__Document extract__.
+ + +

I have a data set that I want to fit to the Laplace distribution and have some problems in doing so, however fsolve gives the correct answer. I want to replicate it step by step. The code that I use is:

data = [-1 5 2];
x0=[0 1]';
x(:,1)=x0;
index=1;
n=length(data);
l=0.01;
for i=1:15
fm = -1/x(2,index);
fs = -n/x(2,index)+sum(abs(data-x(1,index)))/(x(2,index)^2);
G = [fm ; fs]; % Gradient Vector
H = G*G'; % Hessian Vector
I=eye(2,2);
x(:,index+1) = x(:,index) - inv(H+l*I)*G;
LLF(index+1,1) = -n*log(2)-n*log(x(2,index))-sum(abs(data-x(1,index)))/x(2,index);
index=index+1;
end

Thanks alot!
From: Miroslav Balda on 22 Jun 2010 17:24
"Antony zerrar" <zerrar(a)yahoo.com> wrote in message <hvqanp$pr8$1(a)fred.mathworks.com>...

+ + +

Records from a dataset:
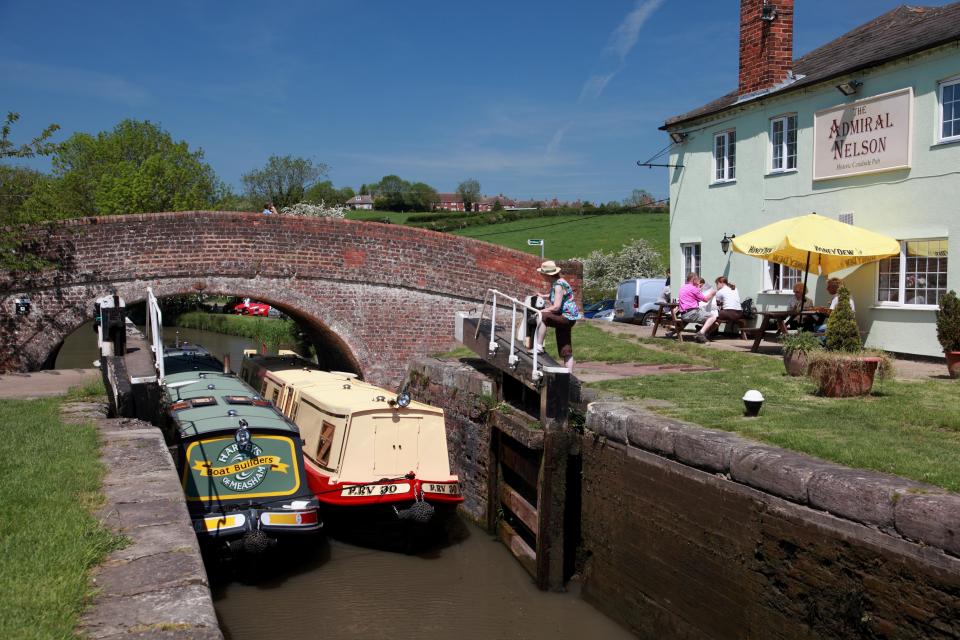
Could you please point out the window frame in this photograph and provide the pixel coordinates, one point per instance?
(785, 118)
(768, 278)
(697, 258)
(902, 276)
(941, 86)
(729, 173)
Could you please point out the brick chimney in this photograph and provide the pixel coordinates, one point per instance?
(766, 43)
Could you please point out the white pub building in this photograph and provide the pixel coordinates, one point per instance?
(865, 129)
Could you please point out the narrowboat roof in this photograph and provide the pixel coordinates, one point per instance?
(340, 393)
(210, 400)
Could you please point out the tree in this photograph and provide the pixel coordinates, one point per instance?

+ + +

__Written request__.
Extend the forum thread about fitting data to a Laplace distribution in MATLAB, starting right after its last line.

__Task response__.
> Hi guys,
>
> I have a data set that I want to fit to the Laplace distribution and have some problems in doing so, however fsolve gives the correct answer. I want to replicate it step by step. The code that I use is:
>
> data = [-1 5 2];
> x0=[0 1]';
> x(:,1)=x0;
> index=1;
> n=length(data);
> l=0.01;
> for i=1:15
> fm = -1/x(2,index);
> fs = -n/x(2,index)+sum(abs(data-x(1,index)))/(x(2,index)^2);
> G = [fm ; fs]; % Gradient Vector
> H = G*G'; % Hessian Vector
> I=eye(2,2);
> x(:,index+1) = x(:,index) - inv(H+l*I)*G;
> LLF(index+1,1) = -n*log(2)-n*log(x(2,index))-sum(abs(data-x(1,index)))/x(2,index);
> index=index+1;
> end
>
> Thanks alot!

Hi Antony,
I'll not comment your code, because I have not study it. It is only a script (not a function) and there is no Levenberg-Marquardt procedure at all. I only can tell you that Laplace distribution is not a smooth function, so there is no gradient at the point mean(x). It may cause some problems when using any gradient method for a fit of parameters of the distribution. Use fminsearch (Nelder-Mead) function instead. If you wish some help, send your experimental data.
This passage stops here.